BEGIN Material to process
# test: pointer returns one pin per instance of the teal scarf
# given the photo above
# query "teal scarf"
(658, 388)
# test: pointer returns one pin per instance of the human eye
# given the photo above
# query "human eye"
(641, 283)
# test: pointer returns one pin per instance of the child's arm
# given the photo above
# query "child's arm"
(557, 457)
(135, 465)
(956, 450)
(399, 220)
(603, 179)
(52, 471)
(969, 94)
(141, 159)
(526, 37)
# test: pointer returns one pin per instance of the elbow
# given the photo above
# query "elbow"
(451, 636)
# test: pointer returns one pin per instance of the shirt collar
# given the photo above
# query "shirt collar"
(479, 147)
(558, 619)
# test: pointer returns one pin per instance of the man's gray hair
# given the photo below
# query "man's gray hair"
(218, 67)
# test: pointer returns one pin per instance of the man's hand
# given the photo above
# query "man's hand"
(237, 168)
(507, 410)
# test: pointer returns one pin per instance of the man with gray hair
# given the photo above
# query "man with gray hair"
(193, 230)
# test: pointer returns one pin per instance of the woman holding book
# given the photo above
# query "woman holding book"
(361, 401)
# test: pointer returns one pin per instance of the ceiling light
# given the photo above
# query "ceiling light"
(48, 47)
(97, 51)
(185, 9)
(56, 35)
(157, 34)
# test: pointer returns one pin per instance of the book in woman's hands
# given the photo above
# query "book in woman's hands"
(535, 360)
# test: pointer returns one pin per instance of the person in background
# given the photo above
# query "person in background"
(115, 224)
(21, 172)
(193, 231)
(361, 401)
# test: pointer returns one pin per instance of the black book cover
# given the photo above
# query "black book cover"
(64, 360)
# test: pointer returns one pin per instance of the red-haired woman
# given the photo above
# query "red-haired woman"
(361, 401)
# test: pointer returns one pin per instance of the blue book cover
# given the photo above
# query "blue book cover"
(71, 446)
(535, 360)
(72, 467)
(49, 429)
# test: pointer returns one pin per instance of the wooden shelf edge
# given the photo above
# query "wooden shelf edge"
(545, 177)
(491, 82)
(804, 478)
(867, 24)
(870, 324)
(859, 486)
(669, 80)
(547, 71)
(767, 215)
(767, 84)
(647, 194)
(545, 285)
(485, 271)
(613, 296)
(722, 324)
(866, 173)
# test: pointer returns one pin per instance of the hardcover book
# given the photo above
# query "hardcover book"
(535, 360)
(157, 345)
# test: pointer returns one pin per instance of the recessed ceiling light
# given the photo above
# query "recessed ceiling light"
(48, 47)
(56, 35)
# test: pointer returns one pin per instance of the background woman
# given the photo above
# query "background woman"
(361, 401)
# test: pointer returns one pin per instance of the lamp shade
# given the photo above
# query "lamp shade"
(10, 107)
END Material to process
§ **Aim of the task**: Reproduce the records from the line containing "# test: pointer returns one pin per instance of the background" through the end of the records, requests included, shifting every point by adding 91 to each of its coordinates.

§ **Output of the task**:
# test: pointer returns one pin per instance of the background woman
# given the photo above
# query "background woman"
(452, 492)
# test: pointer returns one pin per instance of the lamp shade
# given the photo above
# query "lamp shade"
(101, 198)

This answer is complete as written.